**TASK PROMPT:**
Begin at the line containing "Please spot the tan" and end at the final line of the entries. Please reproduce those lines exactly.

[Dataset items]
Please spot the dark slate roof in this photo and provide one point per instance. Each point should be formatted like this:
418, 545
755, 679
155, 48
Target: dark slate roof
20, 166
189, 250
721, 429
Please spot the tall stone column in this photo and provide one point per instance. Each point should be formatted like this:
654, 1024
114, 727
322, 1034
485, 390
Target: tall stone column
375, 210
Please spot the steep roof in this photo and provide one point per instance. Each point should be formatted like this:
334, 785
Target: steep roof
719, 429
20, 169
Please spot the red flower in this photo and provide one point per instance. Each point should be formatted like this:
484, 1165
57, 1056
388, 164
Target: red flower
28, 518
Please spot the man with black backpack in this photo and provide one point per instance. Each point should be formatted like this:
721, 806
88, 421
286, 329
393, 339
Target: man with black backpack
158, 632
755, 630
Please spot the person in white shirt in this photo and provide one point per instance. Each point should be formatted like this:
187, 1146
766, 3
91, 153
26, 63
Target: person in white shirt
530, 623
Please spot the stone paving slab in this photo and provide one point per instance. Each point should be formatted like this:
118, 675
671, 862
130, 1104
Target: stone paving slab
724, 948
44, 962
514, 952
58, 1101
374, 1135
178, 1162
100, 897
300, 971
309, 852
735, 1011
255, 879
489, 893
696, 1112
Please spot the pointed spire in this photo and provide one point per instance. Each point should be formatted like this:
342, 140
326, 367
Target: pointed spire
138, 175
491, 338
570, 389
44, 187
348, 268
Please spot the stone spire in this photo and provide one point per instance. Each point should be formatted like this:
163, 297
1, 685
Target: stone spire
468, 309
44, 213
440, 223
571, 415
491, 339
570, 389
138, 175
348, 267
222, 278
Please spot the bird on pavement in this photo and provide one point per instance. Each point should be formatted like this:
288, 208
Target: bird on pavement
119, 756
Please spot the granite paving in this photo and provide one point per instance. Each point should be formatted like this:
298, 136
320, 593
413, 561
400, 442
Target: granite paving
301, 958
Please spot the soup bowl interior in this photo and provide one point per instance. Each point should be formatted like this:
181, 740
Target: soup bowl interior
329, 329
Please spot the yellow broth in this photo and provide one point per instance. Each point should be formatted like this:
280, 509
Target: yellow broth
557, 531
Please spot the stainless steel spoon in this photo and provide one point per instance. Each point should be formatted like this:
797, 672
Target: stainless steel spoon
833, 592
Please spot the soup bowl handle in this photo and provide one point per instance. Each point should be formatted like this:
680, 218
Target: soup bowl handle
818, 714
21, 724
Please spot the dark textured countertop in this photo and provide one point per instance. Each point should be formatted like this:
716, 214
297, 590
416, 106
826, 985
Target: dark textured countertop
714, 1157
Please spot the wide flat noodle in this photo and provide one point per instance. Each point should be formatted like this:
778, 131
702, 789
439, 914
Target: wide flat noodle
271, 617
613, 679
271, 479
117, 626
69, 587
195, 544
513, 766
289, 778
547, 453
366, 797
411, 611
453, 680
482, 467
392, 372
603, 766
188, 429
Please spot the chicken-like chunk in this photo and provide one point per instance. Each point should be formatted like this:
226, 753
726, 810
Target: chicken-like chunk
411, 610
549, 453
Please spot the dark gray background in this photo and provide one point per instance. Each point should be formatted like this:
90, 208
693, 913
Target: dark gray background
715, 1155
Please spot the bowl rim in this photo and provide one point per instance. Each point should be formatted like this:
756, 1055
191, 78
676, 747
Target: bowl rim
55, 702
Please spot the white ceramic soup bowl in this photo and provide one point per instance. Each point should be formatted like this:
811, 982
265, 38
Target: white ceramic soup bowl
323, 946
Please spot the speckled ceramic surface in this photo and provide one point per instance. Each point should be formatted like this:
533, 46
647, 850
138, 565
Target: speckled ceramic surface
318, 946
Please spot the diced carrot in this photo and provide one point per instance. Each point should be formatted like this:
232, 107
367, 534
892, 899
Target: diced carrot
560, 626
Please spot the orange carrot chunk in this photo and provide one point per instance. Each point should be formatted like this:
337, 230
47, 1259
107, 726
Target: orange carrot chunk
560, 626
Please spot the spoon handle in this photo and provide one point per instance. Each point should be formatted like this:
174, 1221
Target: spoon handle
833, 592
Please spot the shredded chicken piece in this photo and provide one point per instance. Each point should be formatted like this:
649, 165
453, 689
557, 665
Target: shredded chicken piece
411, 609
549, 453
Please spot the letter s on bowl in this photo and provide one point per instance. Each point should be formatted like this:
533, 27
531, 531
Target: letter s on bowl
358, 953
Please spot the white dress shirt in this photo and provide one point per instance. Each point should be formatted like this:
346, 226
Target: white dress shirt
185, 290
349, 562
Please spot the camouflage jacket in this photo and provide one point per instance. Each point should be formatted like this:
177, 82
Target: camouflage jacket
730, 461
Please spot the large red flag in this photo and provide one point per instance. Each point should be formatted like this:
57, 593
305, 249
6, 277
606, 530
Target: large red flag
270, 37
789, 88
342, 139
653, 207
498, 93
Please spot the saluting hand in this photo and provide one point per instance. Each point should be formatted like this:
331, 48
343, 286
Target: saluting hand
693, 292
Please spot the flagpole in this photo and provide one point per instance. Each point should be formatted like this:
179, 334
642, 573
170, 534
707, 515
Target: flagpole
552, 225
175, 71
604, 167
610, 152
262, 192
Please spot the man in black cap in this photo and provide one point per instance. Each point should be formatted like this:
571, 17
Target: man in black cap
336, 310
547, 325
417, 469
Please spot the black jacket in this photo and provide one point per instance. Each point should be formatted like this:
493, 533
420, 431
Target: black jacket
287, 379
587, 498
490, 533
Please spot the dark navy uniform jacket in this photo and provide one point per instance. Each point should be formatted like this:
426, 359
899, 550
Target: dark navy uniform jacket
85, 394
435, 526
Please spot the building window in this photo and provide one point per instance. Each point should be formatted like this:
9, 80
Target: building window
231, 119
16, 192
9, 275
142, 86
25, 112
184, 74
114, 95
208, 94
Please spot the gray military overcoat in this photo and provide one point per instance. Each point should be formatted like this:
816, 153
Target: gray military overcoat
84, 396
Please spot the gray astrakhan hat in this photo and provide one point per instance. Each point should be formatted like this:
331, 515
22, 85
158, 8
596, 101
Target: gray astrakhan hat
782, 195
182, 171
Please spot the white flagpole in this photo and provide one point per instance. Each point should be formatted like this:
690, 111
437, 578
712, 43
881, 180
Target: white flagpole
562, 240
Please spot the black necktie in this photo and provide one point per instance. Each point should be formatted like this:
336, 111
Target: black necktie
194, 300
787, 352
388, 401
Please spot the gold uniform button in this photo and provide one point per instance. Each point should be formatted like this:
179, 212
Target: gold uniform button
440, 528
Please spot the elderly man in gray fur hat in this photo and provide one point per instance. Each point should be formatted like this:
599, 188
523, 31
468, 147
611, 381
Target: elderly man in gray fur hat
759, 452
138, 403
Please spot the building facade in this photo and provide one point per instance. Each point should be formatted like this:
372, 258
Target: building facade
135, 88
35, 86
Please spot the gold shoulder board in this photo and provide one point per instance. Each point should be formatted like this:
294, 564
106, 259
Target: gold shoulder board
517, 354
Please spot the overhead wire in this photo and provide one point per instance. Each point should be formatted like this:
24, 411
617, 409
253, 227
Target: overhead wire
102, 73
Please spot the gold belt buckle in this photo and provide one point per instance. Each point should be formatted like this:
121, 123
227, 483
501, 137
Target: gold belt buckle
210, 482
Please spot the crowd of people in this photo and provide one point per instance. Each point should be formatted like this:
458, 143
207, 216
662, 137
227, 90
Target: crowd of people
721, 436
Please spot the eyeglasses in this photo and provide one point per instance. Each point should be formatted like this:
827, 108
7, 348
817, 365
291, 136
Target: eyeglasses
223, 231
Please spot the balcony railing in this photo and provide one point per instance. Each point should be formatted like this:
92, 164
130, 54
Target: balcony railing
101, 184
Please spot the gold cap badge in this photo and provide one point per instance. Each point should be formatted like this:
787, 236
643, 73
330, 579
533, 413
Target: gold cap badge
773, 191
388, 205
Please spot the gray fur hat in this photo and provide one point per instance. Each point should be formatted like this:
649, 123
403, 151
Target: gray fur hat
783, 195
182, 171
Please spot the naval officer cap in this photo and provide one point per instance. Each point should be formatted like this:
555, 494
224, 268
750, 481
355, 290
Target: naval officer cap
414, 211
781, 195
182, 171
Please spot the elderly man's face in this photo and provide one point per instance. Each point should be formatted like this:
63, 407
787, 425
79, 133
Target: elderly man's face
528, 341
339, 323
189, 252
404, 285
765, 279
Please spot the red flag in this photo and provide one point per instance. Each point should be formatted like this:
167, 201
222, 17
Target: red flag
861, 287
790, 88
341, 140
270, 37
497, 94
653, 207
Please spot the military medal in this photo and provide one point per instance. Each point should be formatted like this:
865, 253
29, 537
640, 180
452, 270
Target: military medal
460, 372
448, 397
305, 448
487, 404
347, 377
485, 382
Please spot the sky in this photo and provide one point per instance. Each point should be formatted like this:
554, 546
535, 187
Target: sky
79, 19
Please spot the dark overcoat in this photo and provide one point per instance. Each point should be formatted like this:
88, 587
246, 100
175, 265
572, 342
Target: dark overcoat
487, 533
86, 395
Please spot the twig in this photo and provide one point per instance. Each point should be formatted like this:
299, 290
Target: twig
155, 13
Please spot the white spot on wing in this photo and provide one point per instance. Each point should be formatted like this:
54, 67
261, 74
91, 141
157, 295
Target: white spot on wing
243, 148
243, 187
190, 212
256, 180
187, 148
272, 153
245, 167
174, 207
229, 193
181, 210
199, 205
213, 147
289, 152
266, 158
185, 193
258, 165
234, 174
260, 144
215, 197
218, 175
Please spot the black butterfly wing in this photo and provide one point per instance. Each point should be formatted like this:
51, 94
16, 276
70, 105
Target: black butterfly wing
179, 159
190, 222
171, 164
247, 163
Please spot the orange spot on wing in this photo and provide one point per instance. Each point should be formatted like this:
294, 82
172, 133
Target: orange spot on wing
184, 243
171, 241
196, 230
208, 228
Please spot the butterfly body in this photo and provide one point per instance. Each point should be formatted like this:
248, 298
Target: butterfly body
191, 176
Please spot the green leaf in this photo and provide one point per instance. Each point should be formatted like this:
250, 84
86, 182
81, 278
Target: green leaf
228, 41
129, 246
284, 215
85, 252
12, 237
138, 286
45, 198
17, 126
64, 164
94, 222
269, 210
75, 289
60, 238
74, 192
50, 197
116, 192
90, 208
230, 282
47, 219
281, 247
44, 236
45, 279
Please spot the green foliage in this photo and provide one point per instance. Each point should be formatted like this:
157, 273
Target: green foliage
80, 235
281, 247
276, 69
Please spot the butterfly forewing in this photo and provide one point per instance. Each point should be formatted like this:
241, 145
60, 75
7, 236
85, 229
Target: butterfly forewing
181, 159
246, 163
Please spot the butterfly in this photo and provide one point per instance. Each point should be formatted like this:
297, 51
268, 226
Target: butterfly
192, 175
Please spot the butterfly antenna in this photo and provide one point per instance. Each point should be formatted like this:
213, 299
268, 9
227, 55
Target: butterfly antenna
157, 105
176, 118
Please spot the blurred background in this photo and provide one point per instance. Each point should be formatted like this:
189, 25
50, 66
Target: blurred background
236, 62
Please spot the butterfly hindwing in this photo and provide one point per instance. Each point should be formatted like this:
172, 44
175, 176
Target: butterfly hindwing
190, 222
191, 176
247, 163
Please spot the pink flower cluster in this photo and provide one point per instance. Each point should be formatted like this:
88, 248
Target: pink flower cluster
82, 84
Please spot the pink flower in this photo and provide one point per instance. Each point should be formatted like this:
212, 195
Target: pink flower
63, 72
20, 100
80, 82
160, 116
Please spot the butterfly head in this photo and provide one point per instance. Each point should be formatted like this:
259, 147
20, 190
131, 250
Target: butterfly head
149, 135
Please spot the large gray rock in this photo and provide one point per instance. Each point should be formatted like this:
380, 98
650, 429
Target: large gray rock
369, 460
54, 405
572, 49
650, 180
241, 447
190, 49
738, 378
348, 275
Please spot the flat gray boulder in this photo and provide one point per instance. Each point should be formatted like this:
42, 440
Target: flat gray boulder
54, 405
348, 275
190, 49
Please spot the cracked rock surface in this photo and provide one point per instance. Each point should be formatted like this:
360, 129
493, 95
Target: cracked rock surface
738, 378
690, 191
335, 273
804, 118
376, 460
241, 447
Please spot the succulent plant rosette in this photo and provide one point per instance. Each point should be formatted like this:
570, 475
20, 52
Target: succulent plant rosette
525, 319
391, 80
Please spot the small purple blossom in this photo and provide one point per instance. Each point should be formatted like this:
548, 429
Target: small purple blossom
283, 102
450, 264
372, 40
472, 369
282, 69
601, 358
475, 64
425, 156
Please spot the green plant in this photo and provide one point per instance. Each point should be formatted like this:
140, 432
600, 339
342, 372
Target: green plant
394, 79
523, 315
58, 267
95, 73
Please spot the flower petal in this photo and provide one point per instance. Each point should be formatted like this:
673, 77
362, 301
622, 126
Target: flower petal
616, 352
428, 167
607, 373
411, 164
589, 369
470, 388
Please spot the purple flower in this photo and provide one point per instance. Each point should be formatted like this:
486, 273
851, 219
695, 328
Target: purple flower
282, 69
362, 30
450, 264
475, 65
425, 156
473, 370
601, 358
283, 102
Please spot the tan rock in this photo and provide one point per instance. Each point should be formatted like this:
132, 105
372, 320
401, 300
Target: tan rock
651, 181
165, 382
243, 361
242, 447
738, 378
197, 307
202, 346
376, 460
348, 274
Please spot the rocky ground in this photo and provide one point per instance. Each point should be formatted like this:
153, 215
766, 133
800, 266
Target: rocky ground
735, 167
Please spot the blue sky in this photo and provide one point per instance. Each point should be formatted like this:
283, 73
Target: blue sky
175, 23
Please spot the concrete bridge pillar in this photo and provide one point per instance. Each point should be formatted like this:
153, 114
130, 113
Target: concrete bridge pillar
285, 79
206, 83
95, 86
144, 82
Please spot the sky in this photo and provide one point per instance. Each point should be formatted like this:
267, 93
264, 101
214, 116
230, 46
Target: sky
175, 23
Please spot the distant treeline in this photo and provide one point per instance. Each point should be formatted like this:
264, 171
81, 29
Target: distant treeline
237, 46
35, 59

**RESULT OF THIS TASK:**
Please spot the tan rock in this photo and provide one point per instance. Each point should be formatted like this:
132, 105
372, 320
401, 300
Target: tan rock
651, 181
165, 382
243, 361
242, 447
738, 378
197, 307
202, 346
376, 460
348, 274
Please spot the rocky ground in this photo and provide one point per instance. Each point should be formatted like this:
153, 215
766, 133
800, 266
Target: rocky ground
735, 167
Please spot the blue sky in this photo and provide one point per instance. Each point should be formatted like this:
283, 73
Target: blue sky
175, 23
Please spot the concrete bridge pillar in this photo and provide one point per instance. Each point should be formatted like this:
153, 114
130, 113
Target: concrete bridge pillar
285, 79
206, 83
95, 86
144, 82
Please spot the sky in this photo and provide one point per instance. Each point should be formatted like this:
267, 93
264, 101
214, 116
230, 46
Target: sky
175, 23
Please spot the distant treeline in this photo and provide one point per instance. Each point should be formatted like this:
264, 171
81, 29
Target: distant treeline
237, 46
35, 59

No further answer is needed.